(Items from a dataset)
- - -

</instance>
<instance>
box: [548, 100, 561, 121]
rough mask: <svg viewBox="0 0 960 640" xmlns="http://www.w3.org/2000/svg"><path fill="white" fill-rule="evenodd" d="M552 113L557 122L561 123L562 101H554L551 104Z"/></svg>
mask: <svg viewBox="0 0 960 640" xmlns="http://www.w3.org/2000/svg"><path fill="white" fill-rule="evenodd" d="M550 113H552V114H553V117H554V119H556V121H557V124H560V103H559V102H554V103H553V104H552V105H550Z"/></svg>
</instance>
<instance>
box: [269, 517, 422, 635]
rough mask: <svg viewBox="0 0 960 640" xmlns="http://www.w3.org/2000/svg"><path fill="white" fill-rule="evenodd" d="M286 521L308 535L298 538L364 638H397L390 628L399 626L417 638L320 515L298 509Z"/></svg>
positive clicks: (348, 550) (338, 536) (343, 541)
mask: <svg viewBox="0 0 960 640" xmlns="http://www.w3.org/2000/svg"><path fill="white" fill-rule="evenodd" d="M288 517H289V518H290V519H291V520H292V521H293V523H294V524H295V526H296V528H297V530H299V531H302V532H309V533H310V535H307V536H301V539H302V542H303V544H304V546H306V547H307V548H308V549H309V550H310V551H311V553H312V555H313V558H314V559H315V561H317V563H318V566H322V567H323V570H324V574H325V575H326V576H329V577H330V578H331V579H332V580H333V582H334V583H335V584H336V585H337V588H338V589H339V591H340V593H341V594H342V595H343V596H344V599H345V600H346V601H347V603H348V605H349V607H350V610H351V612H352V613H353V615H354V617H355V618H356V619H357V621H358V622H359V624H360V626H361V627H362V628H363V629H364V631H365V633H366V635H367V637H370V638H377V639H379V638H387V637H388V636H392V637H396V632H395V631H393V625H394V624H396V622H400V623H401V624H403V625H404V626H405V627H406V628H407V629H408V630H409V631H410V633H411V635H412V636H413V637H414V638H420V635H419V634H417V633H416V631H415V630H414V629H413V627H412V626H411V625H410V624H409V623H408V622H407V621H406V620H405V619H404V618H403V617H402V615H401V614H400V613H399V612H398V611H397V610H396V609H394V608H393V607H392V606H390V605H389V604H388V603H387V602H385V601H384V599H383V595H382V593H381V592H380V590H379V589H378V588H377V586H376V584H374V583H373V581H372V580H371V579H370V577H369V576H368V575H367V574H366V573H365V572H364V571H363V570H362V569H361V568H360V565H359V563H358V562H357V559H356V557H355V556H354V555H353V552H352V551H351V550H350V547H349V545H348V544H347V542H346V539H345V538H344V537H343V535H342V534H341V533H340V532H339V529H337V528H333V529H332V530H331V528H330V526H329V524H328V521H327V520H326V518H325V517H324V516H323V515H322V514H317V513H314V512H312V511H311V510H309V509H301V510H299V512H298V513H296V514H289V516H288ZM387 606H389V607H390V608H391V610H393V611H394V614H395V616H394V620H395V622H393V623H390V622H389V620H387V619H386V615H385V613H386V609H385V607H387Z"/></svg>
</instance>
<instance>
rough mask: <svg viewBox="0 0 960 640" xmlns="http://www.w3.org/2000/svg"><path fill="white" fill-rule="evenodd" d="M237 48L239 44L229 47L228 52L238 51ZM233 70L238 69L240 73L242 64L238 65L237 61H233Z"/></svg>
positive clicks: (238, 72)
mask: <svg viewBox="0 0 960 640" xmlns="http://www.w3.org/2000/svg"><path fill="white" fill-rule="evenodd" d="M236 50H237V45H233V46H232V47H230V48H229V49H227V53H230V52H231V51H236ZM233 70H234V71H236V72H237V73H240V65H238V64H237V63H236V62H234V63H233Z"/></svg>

- - -

> _PROBLEM DETAILS_
Update the records above by changing every "rough mask" to "coarse mask" and leaving all other text the same.

> _RESPONSE TO THE EXERCISE_
</instance>
<instance>
box: [548, 100, 561, 121]
coarse mask: <svg viewBox="0 0 960 640" xmlns="http://www.w3.org/2000/svg"><path fill="white" fill-rule="evenodd" d="M552 113L557 122L561 123L562 101H554L551 104Z"/></svg>
mask: <svg viewBox="0 0 960 640" xmlns="http://www.w3.org/2000/svg"><path fill="white" fill-rule="evenodd" d="M550 113H552V114H553V117H554V119H556V121H557V124H560V103H559V102H554V103H553V104H552V105H550Z"/></svg>
</instance>
<instance>
box: [269, 517, 422, 635]
coarse mask: <svg viewBox="0 0 960 640" xmlns="http://www.w3.org/2000/svg"><path fill="white" fill-rule="evenodd" d="M286 521L308 535L298 538L364 638H397L390 628L399 626L417 638L320 515L298 509Z"/></svg>
positive clicks: (348, 550) (338, 536) (343, 541)
mask: <svg viewBox="0 0 960 640" xmlns="http://www.w3.org/2000/svg"><path fill="white" fill-rule="evenodd" d="M288 517H289V518H290V519H291V520H292V521H293V523H294V524H295V526H296V528H297V530H299V531H302V532H309V533H310V535H307V536H301V539H302V542H303V544H304V546H306V547H307V548H308V549H309V550H310V551H311V553H312V555H313V558H314V559H315V561H317V563H318V566H322V567H323V570H324V574H325V575H326V576H329V577H330V578H331V579H332V580H333V582H334V583H335V584H336V585H337V588H338V589H339V591H340V593H341V594H342V595H343V596H344V599H345V600H346V601H347V603H348V605H349V607H350V610H351V612H352V613H353V615H354V617H355V618H356V619H357V621H358V622H359V624H360V626H361V627H362V628H363V629H364V631H365V633H366V635H367V637H370V638H377V639H379V638H387V637H388V636H392V637H396V632H395V631H393V625H394V624H396V622H400V623H401V624H403V625H404V626H405V627H406V628H407V629H408V630H409V631H410V633H411V635H412V636H413V637H414V638H420V635H419V634H417V633H416V631H415V630H414V629H413V627H412V626H411V625H410V624H409V623H408V622H407V621H406V620H405V619H404V618H403V617H402V615H401V614H400V613H399V612H398V611H397V610H396V609H394V608H393V607H392V606H390V605H389V604H388V603H387V602H385V601H384V599H383V595H382V593H381V592H380V590H379V589H378V588H377V586H376V584H374V583H373V581H372V580H371V579H370V577H369V576H368V575H367V574H366V573H365V572H364V571H363V570H362V569H361V568H360V565H359V563H358V562H357V559H356V557H355V556H354V555H353V552H352V551H351V550H350V547H349V545H348V544H347V542H346V539H345V538H344V537H343V535H342V534H341V533H340V532H339V529H337V528H333V529H332V530H331V528H330V526H329V524H328V521H327V520H326V518H325V517H324V516H323V515H322V514H317V513H314V512H312V511H311V510H309V509H301V510H299V512H298V513H296V514H289V516H288ZM387 606H389V607H390V608H391V610H393V611H394V614H395V616H394V620H395V622H393V623H390V622H389V620H387V619H386V615H385V613H386V609H385V607H387Z"/></svg>
</instance>
<instance>
coarse mask: <svg viewBox="0 0 960 640" xmlns="http://www.w3.org/2000/svg"><path fill="white" fill-rule="evenodd" d="M237 48L239 44L229 47L228 52L238 51ZM233 70L238 69L240 73L242 64L238 65L237 61H233Z"/></svg>
positive clicks: (238, 72)
mask: <svg viewBox="0 0 960 640" xmlns="http://www.w3.org/2000/svg"><path fill="white" fill-rule="evenodd" d="M236 50H237V45H233V46H232V47H230V48H229V49H227V53H230V52H231V51H236ZM233 70H234V71H236V72H237V73H240V65H238V64H237V63H236V62H234V63H233Z"/></svg>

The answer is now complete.